In every one of the records below, change "Pick out" to "Mark" and leave the rest of each line as it is.

- _RECORDS TO USE_:
++++++++++++++++++++
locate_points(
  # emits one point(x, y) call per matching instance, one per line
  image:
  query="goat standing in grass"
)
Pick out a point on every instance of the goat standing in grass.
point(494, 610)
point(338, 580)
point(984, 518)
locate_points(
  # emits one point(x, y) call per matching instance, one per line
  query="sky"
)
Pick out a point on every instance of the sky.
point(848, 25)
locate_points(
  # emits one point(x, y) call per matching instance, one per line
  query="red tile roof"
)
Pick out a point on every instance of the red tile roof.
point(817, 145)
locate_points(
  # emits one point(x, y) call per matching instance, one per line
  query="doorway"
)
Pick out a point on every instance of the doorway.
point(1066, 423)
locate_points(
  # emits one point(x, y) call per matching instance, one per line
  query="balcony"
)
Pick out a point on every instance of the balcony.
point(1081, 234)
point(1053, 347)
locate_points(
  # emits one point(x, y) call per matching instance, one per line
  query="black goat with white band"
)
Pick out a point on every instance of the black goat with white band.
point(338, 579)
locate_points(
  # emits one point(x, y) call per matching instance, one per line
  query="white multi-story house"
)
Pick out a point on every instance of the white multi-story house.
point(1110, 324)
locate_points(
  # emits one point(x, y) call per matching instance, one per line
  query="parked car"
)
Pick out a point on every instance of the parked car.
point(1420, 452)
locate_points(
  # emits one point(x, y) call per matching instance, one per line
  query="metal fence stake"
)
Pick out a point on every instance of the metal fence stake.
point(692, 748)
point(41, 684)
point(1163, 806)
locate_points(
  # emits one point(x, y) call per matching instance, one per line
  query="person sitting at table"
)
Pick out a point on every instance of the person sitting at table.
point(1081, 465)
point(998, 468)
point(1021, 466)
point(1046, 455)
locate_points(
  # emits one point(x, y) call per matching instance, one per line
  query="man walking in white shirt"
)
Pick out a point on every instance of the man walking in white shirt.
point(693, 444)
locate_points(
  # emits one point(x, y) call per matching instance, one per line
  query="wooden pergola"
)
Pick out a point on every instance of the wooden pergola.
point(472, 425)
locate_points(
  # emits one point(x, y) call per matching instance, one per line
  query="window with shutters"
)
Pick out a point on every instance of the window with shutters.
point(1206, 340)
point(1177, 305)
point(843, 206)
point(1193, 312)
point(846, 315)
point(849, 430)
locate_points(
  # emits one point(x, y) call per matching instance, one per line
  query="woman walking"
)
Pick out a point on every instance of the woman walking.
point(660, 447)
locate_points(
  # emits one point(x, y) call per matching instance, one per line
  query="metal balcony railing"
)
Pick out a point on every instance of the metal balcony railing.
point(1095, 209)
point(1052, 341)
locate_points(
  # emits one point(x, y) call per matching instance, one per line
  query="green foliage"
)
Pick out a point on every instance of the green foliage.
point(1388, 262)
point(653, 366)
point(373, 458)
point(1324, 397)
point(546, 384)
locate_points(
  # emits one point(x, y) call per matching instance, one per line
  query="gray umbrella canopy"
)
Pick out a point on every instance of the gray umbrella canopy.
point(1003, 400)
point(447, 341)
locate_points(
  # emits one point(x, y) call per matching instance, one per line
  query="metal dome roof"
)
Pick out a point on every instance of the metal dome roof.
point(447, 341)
++++++++++++++++++++
- _RESULT OF THIS TASK_:
locate_points(
  # emits one point(x, y) call per matching instance, one per line
  image:
  query="goat standing in grass"
)
Mark a point on every instance of the goat standing in grass.
point(494, 610)
point(338, 580)
point(984, 518)
locate_points(
  # emits one point(x, y) call per matching instance, one per line
  query="sky"
)
Mark a point on every instance of the sky.
point(848, 25)
locate_points(
  # emits one point(x, y) call per matching instance, one per line
  query="red tile roof"
)
Mark a point on every instance of the red tile roof.
point(817, 145)
locate_points(
  # emits one point(x, y) call per matching instance, one per line
  query="doorway"
)
Mark a point on every instance of the doorway.
point(1066, 423)
locate_points(
  # emits one point(x, y) call per matching instance, one per line
  query="balcony"
)
Mark a point on every instance of the balcony.
point(1081, 234)
point(1053, 347)
locate_points(
  # emits one point(x, y) call per matching instance, one per line
  query="black goat with white band"
)
Mark a point on every instance of the black goat with white band.
point(338, 579)
locate_points(
  # emits one point(x, y) call per matching instance, one per line
  query="white multi-story house"
)
Mark a point on every instance of the white multi-story house.
point(1110, 324)
locate_points(
  # emits one point(x, y) call per matching instance, one per line
  query="parked car"
)
Mark a point on every instance of the parked car.
point(1420, 452)
locate_points(
  # emits one point(x, y) call per matching instance, one per line
  query="metal fence stake"
)
Mark a point on every instance of the metal fence stake.
point(692, 748)
point(41, 684)
point(1163, 806)
locate_points(
  # emits one point(x, y) call per matching instance, one per line
  query="person sitting at table"
)
Mark a point on every instance of the person sitting at table.
point(1081, 465)
point(998, 468)
point(1021, 466)
point(1046, 455)
locate_points(
  # emits one point(x, y) call per matching instance, one per line
  query="man walking in white shirt"
)
Mark a point on every instance of the man walking in white shirt.
point(693, 444)
locate_points(
  # emits one point(x, y) call per matching instance, one per line
  query="wooden pergola"
)
Mark a point on every instance of the wooden pergola.
point(472, 425)
locate_points(
  # emits one point(x, y) call per matching instance, one per line
  query="window with shutters"
)
Mark a point on every instance of the window with shutters.
point(1206, 340)
point(1177, 305)
point(843, 206)
point(1193, 312)
point(846, 315)
point(849, 430)
locate_points(
  # emits one point(x, y) call per matching instance, one per line
  query="woman walking"
)
Mark a point on every instance of the woman walking.
point(660, 447)
locate_points(
  # emits one point(x, y) call per matching instance, one per line
  query="metal balcony railing"
)
Mark a point on every instance of the metal balcony railing.
point(1095, 209)
point(1052, 341)
locate_points(
  # emits one point(x, y) call per matching instance, one per line
  query="green foliage"
)
Mark a point on every instance of the green foliage.
point(1388, 262)
point(653, 366)
point(373, 458)
point(1324, 397)
point(546, 384)
locate_points(
  # emits one point(x, y) call per matching instance, one per line
  query="gray umbrella canopy"
)
Mark a point on every instance of the gray umbrella canopy.
point(1003, 400)
point(447, 341)
locate_points(
  # emits one point(x, y) call per matching instance, one per line
  query="metal dome roof"
)
Mark a point on every instance of the metal dome roof.
point(447, 341)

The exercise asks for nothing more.